◆ **Problem**: Give every line of the data again, exactly as it is written.

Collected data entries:

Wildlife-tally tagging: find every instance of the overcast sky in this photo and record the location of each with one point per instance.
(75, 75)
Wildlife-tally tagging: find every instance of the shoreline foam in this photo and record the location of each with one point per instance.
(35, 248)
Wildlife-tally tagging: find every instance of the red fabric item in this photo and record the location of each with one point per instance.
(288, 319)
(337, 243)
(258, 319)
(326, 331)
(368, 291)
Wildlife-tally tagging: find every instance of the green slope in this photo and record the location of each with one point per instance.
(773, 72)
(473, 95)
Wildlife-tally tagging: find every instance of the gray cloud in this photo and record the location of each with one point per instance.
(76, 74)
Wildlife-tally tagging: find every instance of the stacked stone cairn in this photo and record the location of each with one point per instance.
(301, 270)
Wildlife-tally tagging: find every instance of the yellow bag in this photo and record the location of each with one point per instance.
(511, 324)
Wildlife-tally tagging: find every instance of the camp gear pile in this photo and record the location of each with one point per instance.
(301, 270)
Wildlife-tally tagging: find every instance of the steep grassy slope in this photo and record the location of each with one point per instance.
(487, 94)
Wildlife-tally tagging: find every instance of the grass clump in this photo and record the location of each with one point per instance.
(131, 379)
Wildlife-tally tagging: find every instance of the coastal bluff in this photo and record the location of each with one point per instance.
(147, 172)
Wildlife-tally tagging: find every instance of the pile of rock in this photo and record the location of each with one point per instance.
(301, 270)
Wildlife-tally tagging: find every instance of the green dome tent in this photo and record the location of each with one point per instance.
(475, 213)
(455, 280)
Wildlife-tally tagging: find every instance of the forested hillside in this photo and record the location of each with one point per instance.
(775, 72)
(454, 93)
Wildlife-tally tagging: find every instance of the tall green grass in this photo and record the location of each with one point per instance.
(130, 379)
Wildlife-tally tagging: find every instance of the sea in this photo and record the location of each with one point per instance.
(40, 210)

◆ **Reply**:
Wildlife-tally tagging: find every instance of the overcast sky in this photo and record the location of each with one point per instance.
(75, 75)
Wildlife-tally tagging: find every instance of the shoreline foam in this photo and record the location of each with one point per instance.
(35, 248)
Wildlife-tally tagging: find every instance of the red fabric item in this photo and record the location of each with one point per instance.
(288, 319)
(337, 243)
(258, 319)
(326, 331)
(368, 291)
Wildlife-tally tagging: find every instance of the green slope in this photo and record the location of each with one point per instance.
(773, 72)
(473, 95)
Wildlife-tally tagging: find every instance of the gray cloud in this photo and record the location of each with one point per instance.
(76, 74)
Wildlife-tally tagging: find every instance of the stacked stone cairn in this photo and record the location of each with one point per instance.
(301, 270)
Wildlife-tally tagging: find every instance of the yellow bag in this photo and record the location of each with one point per instance.
(511, 324)
Wildlife-tally tagging: find every instance of the camp gear pile in this photo and record the location of each with one point per instance.
(301, 270)
Wildlife-tally tagging: find every instance of the steep grassy slope in this photo and record the location of each with one point per instance.
(487, 94)
Wildlife-tally tagging: find every instance of the grass clump in this photo and record the location of each with one point per instance.
(131, 379)
Wildlife-tally tagging: find every instance of the coastal bluff in this photo and record the location of each with one point per instance.
(147, 172)
Wildlife-tally tagging: find every instance of the pile of rock in this photo and record the location of each with one point per instance.
(301, 270)
Wildlife-tally tagging: find every instance of the green dome tent in this photo and record the location of each with one point per instance.
(475, 213)
(455, 280)
Wildlife-tally tagging: find every instance of the forested hillside in this photo and record the location of each with one point per instance.
(775, 72)
(454, 93)
Wildlife-tally tagging: find every instance of the tall green grass in this photo and record the location of each with one point per instance.
(130, 379)
Wildlife-tally tagging: find every instance of the sea in this photo and record the location of each with one point per instance.
(40, 210)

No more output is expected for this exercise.